**Problem description:** Return all of the entries exactly as written.

**Data for processing:**
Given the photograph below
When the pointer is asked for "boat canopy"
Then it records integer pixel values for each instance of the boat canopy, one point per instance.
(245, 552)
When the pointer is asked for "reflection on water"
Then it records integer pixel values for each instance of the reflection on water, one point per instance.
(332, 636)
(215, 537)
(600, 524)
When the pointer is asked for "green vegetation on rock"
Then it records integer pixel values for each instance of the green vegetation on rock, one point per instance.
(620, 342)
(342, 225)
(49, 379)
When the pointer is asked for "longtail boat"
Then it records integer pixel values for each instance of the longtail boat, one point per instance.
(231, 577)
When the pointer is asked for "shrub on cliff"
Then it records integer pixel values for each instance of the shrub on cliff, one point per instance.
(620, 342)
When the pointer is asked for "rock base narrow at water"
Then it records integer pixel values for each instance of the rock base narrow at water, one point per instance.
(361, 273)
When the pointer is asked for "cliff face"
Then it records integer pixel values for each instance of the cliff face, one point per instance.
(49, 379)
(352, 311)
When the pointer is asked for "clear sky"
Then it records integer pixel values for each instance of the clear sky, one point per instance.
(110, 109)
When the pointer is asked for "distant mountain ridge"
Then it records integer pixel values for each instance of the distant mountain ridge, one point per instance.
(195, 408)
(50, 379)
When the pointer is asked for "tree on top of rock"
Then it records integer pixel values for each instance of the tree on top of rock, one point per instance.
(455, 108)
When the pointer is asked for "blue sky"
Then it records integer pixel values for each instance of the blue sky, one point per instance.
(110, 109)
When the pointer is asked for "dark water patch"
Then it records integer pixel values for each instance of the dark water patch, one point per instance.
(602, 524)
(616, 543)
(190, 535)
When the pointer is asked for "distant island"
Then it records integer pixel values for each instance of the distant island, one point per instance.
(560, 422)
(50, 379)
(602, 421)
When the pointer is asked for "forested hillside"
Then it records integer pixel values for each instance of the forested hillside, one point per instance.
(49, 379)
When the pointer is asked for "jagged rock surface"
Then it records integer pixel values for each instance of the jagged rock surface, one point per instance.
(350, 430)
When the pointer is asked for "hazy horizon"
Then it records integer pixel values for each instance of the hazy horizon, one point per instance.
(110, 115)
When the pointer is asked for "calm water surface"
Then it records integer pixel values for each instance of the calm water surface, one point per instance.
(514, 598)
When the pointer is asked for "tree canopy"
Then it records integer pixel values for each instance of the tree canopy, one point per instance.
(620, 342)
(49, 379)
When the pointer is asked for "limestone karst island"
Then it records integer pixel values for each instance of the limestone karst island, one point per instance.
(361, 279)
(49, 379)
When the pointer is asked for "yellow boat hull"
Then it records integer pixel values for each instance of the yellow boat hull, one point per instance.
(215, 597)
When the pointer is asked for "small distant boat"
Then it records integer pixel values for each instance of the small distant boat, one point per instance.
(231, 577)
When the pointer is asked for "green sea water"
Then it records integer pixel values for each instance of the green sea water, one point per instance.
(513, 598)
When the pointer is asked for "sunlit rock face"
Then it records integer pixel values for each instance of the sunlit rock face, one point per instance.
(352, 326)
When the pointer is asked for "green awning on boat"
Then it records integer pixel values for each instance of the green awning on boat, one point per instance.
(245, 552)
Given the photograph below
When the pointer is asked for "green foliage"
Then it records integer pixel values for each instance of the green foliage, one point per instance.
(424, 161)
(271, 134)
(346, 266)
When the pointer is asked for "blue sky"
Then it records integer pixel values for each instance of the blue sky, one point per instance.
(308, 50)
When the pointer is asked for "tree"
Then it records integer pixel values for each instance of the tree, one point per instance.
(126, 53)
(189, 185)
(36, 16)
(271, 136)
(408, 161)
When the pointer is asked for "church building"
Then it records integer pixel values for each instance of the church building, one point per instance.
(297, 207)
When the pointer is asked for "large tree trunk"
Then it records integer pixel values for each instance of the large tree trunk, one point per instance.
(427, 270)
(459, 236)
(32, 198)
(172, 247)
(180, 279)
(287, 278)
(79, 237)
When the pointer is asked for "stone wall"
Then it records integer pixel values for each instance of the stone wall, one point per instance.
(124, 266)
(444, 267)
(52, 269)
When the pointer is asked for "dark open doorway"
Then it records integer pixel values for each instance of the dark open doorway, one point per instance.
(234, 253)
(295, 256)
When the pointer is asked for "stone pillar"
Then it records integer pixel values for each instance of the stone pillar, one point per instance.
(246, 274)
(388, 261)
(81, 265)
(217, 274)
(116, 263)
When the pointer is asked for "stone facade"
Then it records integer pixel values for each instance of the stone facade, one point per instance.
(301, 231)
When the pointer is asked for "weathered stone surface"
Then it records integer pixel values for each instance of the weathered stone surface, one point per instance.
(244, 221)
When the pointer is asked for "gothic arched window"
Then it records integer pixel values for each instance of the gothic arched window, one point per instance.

**Result of the task:**
Given the photograph below
When the pointer is asked for "boat canopy"
Then it records integer pixel values for each instance of the boat canopy, one point per instance.
(245, 552)
When the pointer is asked for "reflection on water"
Then it records integer pixel values for each instance of the reflection on water, one point per instance.
(332, 636)
(215, 537)
(600, 524)
When the pointer is asked for "green vegetation on rock"
Then it records integer pixel values for each instance of the green vegetation on rock, one point per instance.
(620, 342)
(342, 225)
(49, 379)
When the pointer is asked for "longtail boat"
Then it records integer pixel values for each instance of the longtail boat, one point per instance.
(231, 577)
When the pointer is asked for "shrub on cliff"
Then it records integer pixel values for each instance of the shrub on cliff, one point per instance.
(620, 342)
When the pointer is asked for "rock base narrow at water"
Then it records integer pixel values for each instance of the rock base narrow at water, one point per instance.
(361, 273)
When the pointer is asked for "cliff face"
Then it records integer pixel values for each instance of the cliff face, one point per instance.
(49, 379)
(352, 311)
When the pointer is asked for "clear sky"
Then it records integer pixel values for each instance of the clear sky, one point per instance.
(110, 109)
When the pointer is asked for "distant mountain ridge"
Then it records integer pixel values for each instance of the distant mountain ridge, one point per instance.
(195, 408)
(50, 379)
When the pointer is asked for "tree on top of rock"
Then it records integer pixel values for each instance of the tree on top of rock, one point per instance.
(455, 108)
When the pointer is asked for "blue sky"
Then it records integer pixel values for each instance of the blue sky, one point per instance.
(110, 109)
When the pointer is asked for "dark water patch"
Then it records integer pixel values for each instance of the dark water patch, one point per instance.
(602, 524)
(616, 543)
(190, 535)
When the pointer is asked for "distant island"
Then it records integer pixel values for each instance of the distant island, one point per instance.
(560, 422)
(50, 379)
(602, 421)
When the pointer is asked for "forested hillside"
Then it records integer pixel values for each instance of the forested hillside, one point per instance.
(49, 379)
When the pointer is asked for "jagged rock surface"
Then it records integer pixel values for each instance of the jagged rock surface, one point per instance.
(350, 430)
When the pointer is asked for "hazy horizon"
Then it records integer pixel values for each instance of the hazy horizon, one point per instance.
(110, 115)
When the pointer is asked for "calm water surface"
Then it records integer pixel values for each instance of the calm water surface, one point per instance.
(514, 598)
When the pointer is asked for "tree canopy"
Then it records integer pixel values for each instance of the tree canopy, one point per instance.
(620, 342)
(49, 379)
When the pointer is asked for "limestone karst island"
Then it records integer pixel values for each instance of the limestone karst island, one point per instance.
(361, 279)
(49, 379)
When the pointer is asked for "yellow boat hull"
Then it records integer pixel values for each instance of the yellow boat hull, one point per instance.
(215, 597)
When the pointer is asked for "small distant boat"
Then it records integer pixel values for each instance of the small distant boat, one point per instance.
(231, 577)
When the pointer is asked for "green sea water"
Then it records integer pixel values for each instance of the green sea water, one point per instance.
(513, 598)
When the pointer is asked for "sunlit rock face"
Then it records integer pixel values for each instance of the sunlit rock face, one point per instance.
(352, 326)
When the pointer is asked for "green awning on boat"
Then it records integer pixel values for each instance of the green awning on boat, one point per instance.
(245, 552)
Given the photograph below
When the pointer is asked for "green foliage"
Then it records integer pixel values for each instance of the green foliage, one point per instance.
(424, 161)
(271, 134)
(346, 266)
When the pointer is asked for "blue sky"
Then it records integer pixel values for each instance of the blue sky, one point per instance.
(308, 50)
When the pointer is asked for "tree"
Then it records integer pixel values for each instance of the tree, one point per instance.
(126, 53)
(189, 185)
(36, 16)
(271, 136)
(408, 161)
When the pointer is asked for "church building"
Then it records integer pixel values for each instance of the church building, one point per instance.
(297, 207)
When the pointer is asked for "large tree trunk"
Then it records integer pixel values for each instance of the large tree trunk, one point per instance.
(427, 270)
(459, 236)
(32, 198)
(172, 247)
(180, 279)
(287, 278)
(79, 237)
When the pointer is asked for "stone wall"
Then it records integer pixel values for each instance of the stone wall, one point per instance.
(124, 266)
(444, 267)
(52, 269)
When the pointer is asked for "dark open doorway"
Then it records integer pixel values for each instance of the dark open doorway, one point per instance.
(234, 253)
(295, 256)
When the pointer is asked for "stone pillar"
Then it records integer pixel values for each instance of the stone pillar, one point per instance.
(246, 274)
(388, 261)
(81, 265)
(217, 274)
(116, 263)
When the pointer is asked for "stone facade"
Then it records integer pixel values for each instance of the stone facade, one point per instance.
(301, 231)
When the pointer is asked for "weathered stone surface"
Then it records integer pixel values for each instance of the weathered stone surface, one point per instance.
(244, 221)
When the pointer is asked for "gothic arched window"
Then it records integer pixel values for each instance of the gothic arched window, one point per instance.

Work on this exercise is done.